++++ SOURCE MATERIAL ++++

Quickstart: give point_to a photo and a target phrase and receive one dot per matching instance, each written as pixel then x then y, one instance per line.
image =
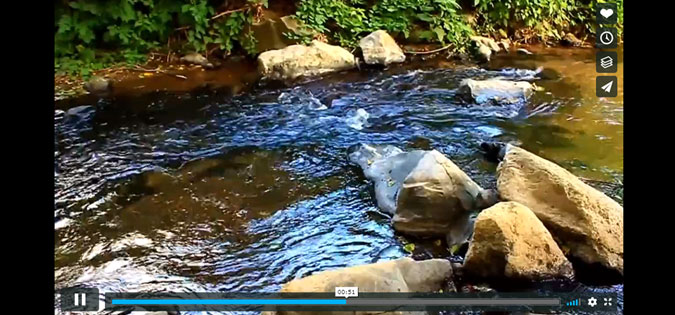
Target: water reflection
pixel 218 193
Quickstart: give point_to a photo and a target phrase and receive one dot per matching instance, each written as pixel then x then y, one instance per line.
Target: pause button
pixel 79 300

++++
++++ SOURCE MATERIAL ++++

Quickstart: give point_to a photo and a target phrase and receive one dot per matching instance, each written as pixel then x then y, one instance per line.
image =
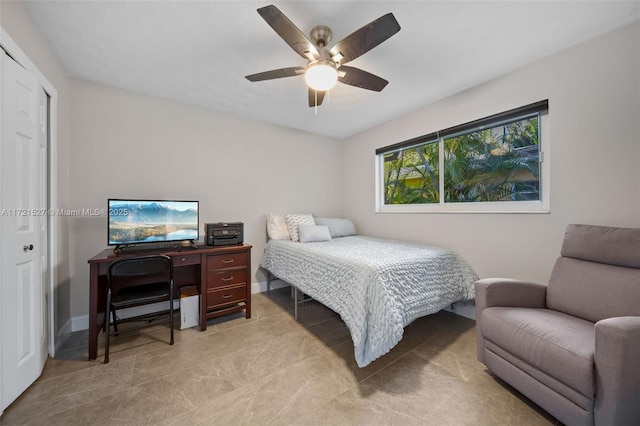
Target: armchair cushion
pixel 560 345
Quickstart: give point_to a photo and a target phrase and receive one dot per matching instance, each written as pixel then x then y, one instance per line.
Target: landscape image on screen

++++
++++ SOURCE MATERIAL ++++

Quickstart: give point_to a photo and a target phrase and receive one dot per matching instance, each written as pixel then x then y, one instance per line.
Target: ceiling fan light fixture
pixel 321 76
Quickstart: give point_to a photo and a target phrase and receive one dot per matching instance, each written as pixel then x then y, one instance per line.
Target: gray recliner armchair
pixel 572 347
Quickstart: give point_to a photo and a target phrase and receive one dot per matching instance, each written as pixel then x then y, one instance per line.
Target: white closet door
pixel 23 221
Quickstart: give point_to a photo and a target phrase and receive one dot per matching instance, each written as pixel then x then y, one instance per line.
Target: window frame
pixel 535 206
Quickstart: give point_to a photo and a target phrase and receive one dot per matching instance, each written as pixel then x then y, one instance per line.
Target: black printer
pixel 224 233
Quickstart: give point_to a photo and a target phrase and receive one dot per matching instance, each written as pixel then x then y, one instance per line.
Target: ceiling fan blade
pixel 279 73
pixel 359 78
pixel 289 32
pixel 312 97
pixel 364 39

++++

Above are the entries. Quote exactly the lines from the one bearing "Target: armchair cushion" through the one bearing "Target: landscape image on screen".

Target: armchair cushion
pixel 560 345
Quickstart: give point_to a photo and a target phrase and receive one dot per matching instance, each written as pixel then x then y, one instance per line.
Target: landscape image on screen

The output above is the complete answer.